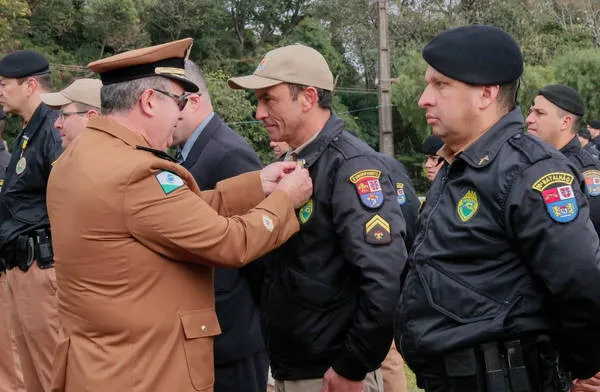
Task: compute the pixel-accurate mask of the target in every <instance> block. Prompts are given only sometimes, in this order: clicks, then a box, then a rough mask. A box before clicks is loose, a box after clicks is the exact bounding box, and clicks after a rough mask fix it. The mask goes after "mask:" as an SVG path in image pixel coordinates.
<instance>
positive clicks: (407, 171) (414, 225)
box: [379, 153, 421, 250]
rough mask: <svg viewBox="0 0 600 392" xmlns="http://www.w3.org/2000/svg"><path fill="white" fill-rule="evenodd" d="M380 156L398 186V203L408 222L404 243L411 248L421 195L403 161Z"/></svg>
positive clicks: (390, 180)
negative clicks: (416, 187) (413, 186)
mask: <svg viewBox="0 0 600 392" xmlns="http://www.w3.org/2000/svg"><path fill="white" fill-rule="evenodd" d="M379 157H380V158H381V159H382V160H383V162H384V164H385V165H386V166H387V169H388V173H389V175H390V181H391V183H392V184H393V185H394V186H395V187H396V199H397V200H398V204H400V208H401V209H402V215H403V216H404V221H405V222H406V237H405V238H404V243H405V244H406V249H407V250H410V248H411V246H412V243H413V241H414V239H415V231H416V230H417V219H418V217H419V208H420V207H421V201H420V200H419V196H417V192H415V188H414V187H413V184H412V181H411V179H410V177H409V176H408V171H407V170H406V167H404V165H403V164H402V162H399V161H397V160H396V158H394V157H392V156H390V155H387V154H383V153H379Z"/></svg>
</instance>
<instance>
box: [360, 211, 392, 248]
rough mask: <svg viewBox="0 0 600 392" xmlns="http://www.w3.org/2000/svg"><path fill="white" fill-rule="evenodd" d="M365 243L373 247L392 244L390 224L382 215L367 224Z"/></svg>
mask: <svg viewBox="0 0 600 392" xmlns="http://www.w3.org/2000/svg"><path fill="white" fill-rule="evenodd" d="M365 241H366V242H367V243H368V244H373V245H382V244H389V243H390V242H392V233H391V230H390V224H389V223H388V222H387V221H386V220H385V219H383V218H382V217H381V215H379V214H377V215H375V216H373V217H372V218H371V219H369V221H368V222H367V223H365Z"/></svg>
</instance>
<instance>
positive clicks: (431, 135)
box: [421, 135, 444, 155]
mask: <svg viewBox="0 0 600 392" xmlns="http://www.w3.org/2000/svg"><path fill="white" fill-rule="evenodd" d="M443 145H444V142H443V141H442V139H440V137H439V136H437V135H429V136H427V139H425V141H424V142H423V147H421V151H423V154H425V155H437V152H438V151H439V150H440V148H442V146H443Z"/></svg>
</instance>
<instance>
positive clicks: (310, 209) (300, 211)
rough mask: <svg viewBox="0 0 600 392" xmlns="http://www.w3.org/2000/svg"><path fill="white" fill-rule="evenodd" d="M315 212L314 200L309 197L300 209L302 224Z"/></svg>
mask: <svg viewBox="0 0 600 392" xmlns="http://www.w3.org/2000/svg"><path fill="white" fill-rule="evenodd" d="M312 212H313V201H312V198H311V199H309V200H308V201H307V202H306V203H304V205H303V206H302V207H300V209H299V210H298V220H299V221H300V223H301V224H305V223H306V222H308V220H309V219H310V217H311V216H312Z"/></svg>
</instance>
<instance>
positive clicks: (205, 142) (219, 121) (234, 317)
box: [183, 114, 264, 365]
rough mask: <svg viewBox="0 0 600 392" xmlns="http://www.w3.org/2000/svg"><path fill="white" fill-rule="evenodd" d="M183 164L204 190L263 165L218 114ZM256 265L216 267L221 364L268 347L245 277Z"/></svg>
mask: <svg viewBox="0 0 600 392" xmlns="http://www.w3.org/2000/svg"><path fill="white" fill-rule="evenodd" d="M183 166H184V167H185V168H186V169H188V170H189V171H190V173H192V175H193V176H194V179H195V180H196V183H197V184H198V186H199V187H200V189H202V190H210V189H214V188H215V185H216V184H217V182H219V181H221V180H224V179H227V178H230V177H233V176H236V175H238V174H241V173H245V172H249V171H253V170H260V169H261V168H262V164H261V162H260V160H259V159H258V157H257V156H256V153H255V152H254V150H252V148H251V147H250V146H249V145H248V143H247V142H246V141H245V140H244V138H243V137H241V136H240V135H238V134H237V133H236V132H235V131H233V130H232V129H231V128H229V127H228V126H227V125H226V124H225V123H224V122H223V120H222V119H221V118H220V117H219V116H217V115H216V114H215V115H214V116H213V118H212V119H211V120H210V121H209V122H208V124H206V127H205V128H204V129H203V130H202V132H201V133H200V136H198V139H197V140H196V142H195V143H194V146H193V147H192V149H191V150H190V153H189V155H188V156H187V159H186V160H185V161H184V162H183ZM252 268H253V264H250V265H248V266H246V267H244V268H242V269H240V270H238V269H227V268H215V306H216V309H215V310H216V311H217V317H218V319H219V324H220V325H221V330H222V331H223V333H222V334H221V335H219V336H217V337H216V339H215V348H214V350H215V364H217V365H219V364H224V363H229V362H233V361H236V360H238V359H241V358H244V357H247V356H250V355H252V354H254V353H255V352H257V351H259V350H261V349H264V342H263V339H262V336H261V332H260V317H259V312H258V303H257V300H256V299H255V297H253V295H252V293H251V291H250V286H249V284H248V281H247V279H246V277H245V272H250V271H252Z"/></svg>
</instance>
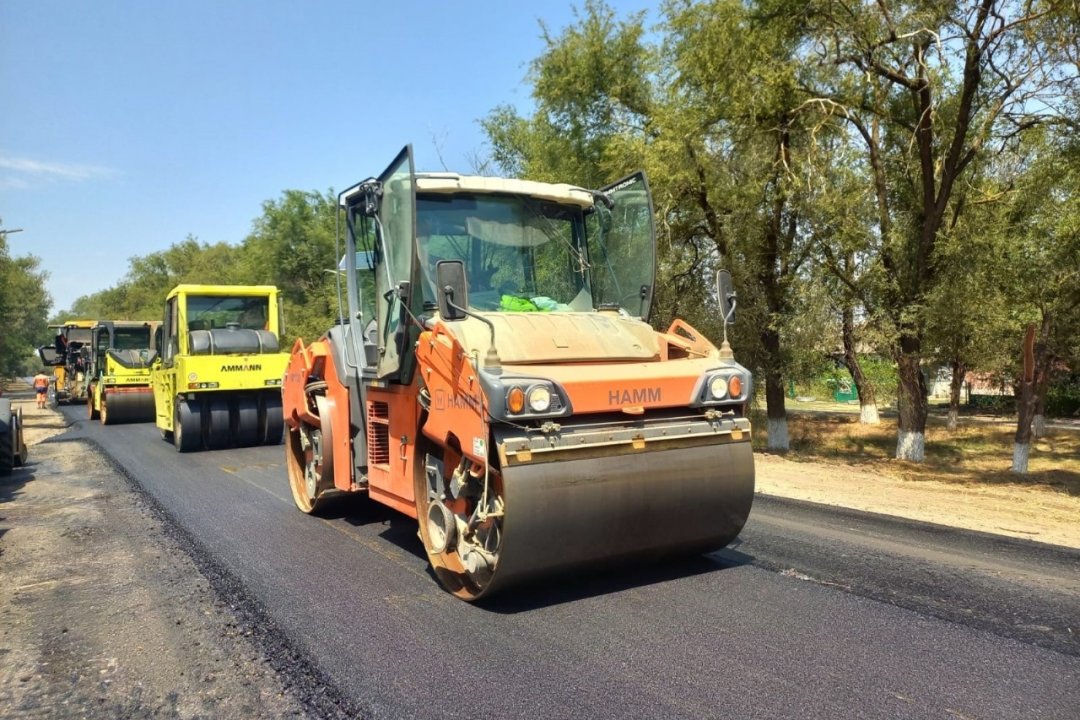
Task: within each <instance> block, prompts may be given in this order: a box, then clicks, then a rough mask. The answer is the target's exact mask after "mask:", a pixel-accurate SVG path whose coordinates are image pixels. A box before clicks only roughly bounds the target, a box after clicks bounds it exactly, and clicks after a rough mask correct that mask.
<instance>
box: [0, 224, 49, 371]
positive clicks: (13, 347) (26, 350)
mask: <svg viewBox="0 0 1080 720" xmlns="http://www.w3.org/2000/svg"><path fill="white" fill-rule="evenodd" d="M40 264H41V261H40V260H39V259H38V258H37V257H35V256H32V255H26V256H15V257H13V256H12V255H11V252H10V249H9V245H8V233H6V232H4V231H3V229H2V228H0V381H2V380H3V379H4V378H10V377H13V376H16V375H29V373H31V371H32V370H36V369H37V368H38V367H39V366H40V362H39V361H37V359H36V358H35V355H33V349H35V348H37V347H38V345H40V344H43V343H44V342H46V341H48V330H46V329H45V318H46V316H48V314H49V307H50V304H52V299H51V298H50V296H49V293H46V291H45V289H44V284H45V279H46V276H48V274H46V273H45V272H44V271H43V270H41V268H40Z"/></svg>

□ □ □

Render all of the material above as a numbered list with one line per item, skipping blank lines and leaving out the pictures.

1. Task: compute the pixel-accurate mask of the target in every <instance> block. Prompts are given only sometimes, in this order: clicks, then a box, then a rough mask. A box before clicks is loose, a box after clicks is the exact bounding box, and clicks after a rough mask fix it. The mask goes after "mask:" as an SVG path in image pixel coordinates.
2. <instance>
3. positive clicks: (407, 171) (414, 225)
4. box: [379, 153, 421, 250]
5. rough mask: <svg viewBox="0 0 600 392" xmlns="http://www.w3.org/2000/svg"><path fill="white" fill-rule="evenodd" d="M380 156L398 186V203L408 222L404 243L411 248L421 195L403 161Z"/></svg>
6. positive clicks: (390, 180)
7. negative clicks: (416, 187) (413, 186)
8. mask: <svg viewBox="0 0 600 392" xmlns="http://www.w3.org/2000/svg"><path fill="white" fill-rule="evenodd" d="M379 157H380V158H381V159H382V160H383V162H384V164H385V165H386V166H387V169H388V173H389V175H390V181H391V183H392V184H393V185H394V186H395V187H396V199H397V200H398V204H400V208H401V209H402V215H403V216H404V221H405V222H406V237H405V238H404V243H405V244H406V249H407V250H410V248H411V246H412V243H413V241H414V239H415V231H416V230H417V219H418V217H419V208H420V207H421V201H420V200H419V196H417V192H415V188H414V187H413V184H412V181H411V179H410V177H409V176H408V171H407V170H406V167H404V165H403V164H402V162H399V161H397V160H396V158H394V157H392V156H390V155H387V154H383V153H379Z"/></svg>
9. </instance>
10. <instance>
11. box: [360, 211, 392, 248]
12. rough mask: <svg viewBox="0 0 600 392" xmlns="http://www.w3.org/2000/svg"><path fill="white" fill-rule="evenodd" d="M365 243L373 247L392 244L390 224L382 215L367 224Z"/></svg>
13. mask: <svg viewBox="0 0 600 392" xmlns="http://www.w3.org/2000/svg"><path fill="white" fill-rule="evenodd" d="M365 241H366V242H367V243H368V244H373V245H382V244H389V243H390V242H392V233H391V230H390V224H389V223H388V222H387V221H386V220H385V219H383V218H382V217H381V215H379V214H377V215H375V216H373V217H372V218H371V219H369V221H368V222H367V223H365Z"/></svg>
14. </instance>
15. <instance>
16. positive clicks: (431, 135)
17. box: [421, 135, 444, 155]
18. mask: <svg viewBox="0 0 600 392" xmlns="http://www.w3.org/2000/svg"><path fill="white" fill-rule="evenodd" d="M443 145H444V142H443V141H442V139H440V137H439V136H437V135H429V136H427V139H425V141H424V142H423V147H421V151H423V154H425V155H437V152H438V151H439V150H440V148H442V146H443Z"/></svg>
19. </instance>
20. <instance>
21. positive clicks: (310, 209) (300, 211)
22. rough mask: <svg viewBox="0 0 600 392" xmlns="http://www.w3.org/2000/svg"><path fill="white" fill-rule="evenodd" d="M315 212L314 200L309 197L300 209L302 224Z"/></svg>
23. mask: <svg viewBox="0 0 600 392" xmlns="http://www.w3.org/2000/svg"><path fill="white" fill-rule="evenodd" d="M312 212H313V201H312V198H311V199H309V200H308V201H307V202H306V203H304V205H303V206H302V207H300V209H299V210H298V220H299V221H300V223H301V224H305V223H306V222H308V220H309V219H310V217H311V216H312Z"/></svg>
24. </instance>
25. <instance>
26. positive clicks: (205, 142) (219, 121) (234, 317)
27. box: [183, 114, 264, 365]
28. rough mask: <svg viewBox="0 0 600 392" xmlns="http://www.w3.org/2000/svg"><path fill="white" fill-rule="evenodd" d="M183 164L204 190L263 165L218 114ZM256 265L216 267L221 364L268 347L245 277Z"/></svg>
29. mask: <svg viewBox="0 0 600 392" xmlns="http://www.w3.org/2000/svg"><path fill="white" fill-rule="evenodd" d="M183 166H184V167H185V168H186V169H188V170H189V171H190V173H192V175H193V176H194V179H195V180H196V183H197V184H198V186H199V187H200V189H202V190H210V189H214V188H215V185H216V184H217V182H219V181H221V180H224V179H227V178H230V177H233V176H236V175H238V174H241V173H245V172H249V171H253V170H260V169H261V168H262V164H261V162H260V160H259V159H258V157H257V156H256V153H255V152H254V150H252V148H251V147H250V146H249V145H248V143H247V142H246V141H245V140H244V138H243V137H241V136H240V135H238V134H237V133H236V132H235V131H233V130H232V129H231V128H229V127H228V126H227V125H226V124H225V123H224V122H223V120H222V119H221V118H220V117H219V116H217V115H216V114H215V115H214V116H213V118H212V119H211V120H210V121H209V122H208V124H206V127H205V128H204V129H203V130H202V132H201V133H200V136H198V139H197V140H196V142H195V143H194V146H193V147H192V149H191V150H190V153H189V155H188V156H187V159H186V160H185V161H184V162H183ZM252 268H253V264H250V265H248V266H246V267H244V268H242V269H240V270H238V269H227V268H215V306H216V309H215V310H216V311H217V317H218V319H219V324H220V325H221V330H222V331H223V333H222V334H221V335H219V336H217V337H216V339H215V348H214V350H215V364H217V365H219V364H224V363H229V362H233V361H236V360H238V359H241V358H244V357H247V356H250V355H252V354H254V353H255V352H257V351H259V350H261V349H264V342H263V339H262V336H261V332H260V317H259V312H258V303H257V300H256V299H255V297H253V295H252V293H251V291H250V286H249V284H248V281H247V279H246V277H245V272H250V271H252Z"/></svg>
30. </instance>
31. Task: within each <instance> block, prompts may be given in this order: a box, then clicks, then a rough mask. The answer is the target's exact mask after "mask:", a pixel-accurate SVG path whose coordinates are image pixels. A box before clicks only roughly bounds the target, a box after clicks bounds it exactly, and clicks after a rough mask correct that mask.
32. <instance>
33. box: [0, 224, 49, 371]
34. positive clicks: (13, 347) (26, 350)
35. mask: <svg viewBox="0 0 1080 720" xmlns="http://www.w3.org/2000/svg"><path fill="white" fill-rule="evenodd" d="M40 264H41V261H40V260H39V259H38V258H37V257H35V256H32V255H26V256H15V257H13V256H12V255H11V252H10V249H9V245H8V233H6V232H4V231H3V229H2V228H0V381H2V380H3V379H4V378H10V377H13V376H16V375H29V373H31V371H32V370H36V369H37V368H38V367H39V366H40V362H39V361H37V359H36V358H35V355H33V349H35V348H37V347H38V345H40V344H43V343H44V342H46V341H48V330H46V329H45V318H46V316H48V314H49V307H50V304H52V299H51V298H50V296H49V293H46V291H45V289H44V284H45V279H46V276H48V274H46V273H45V272H44V271H43V270H41V268H40Z"/></svg>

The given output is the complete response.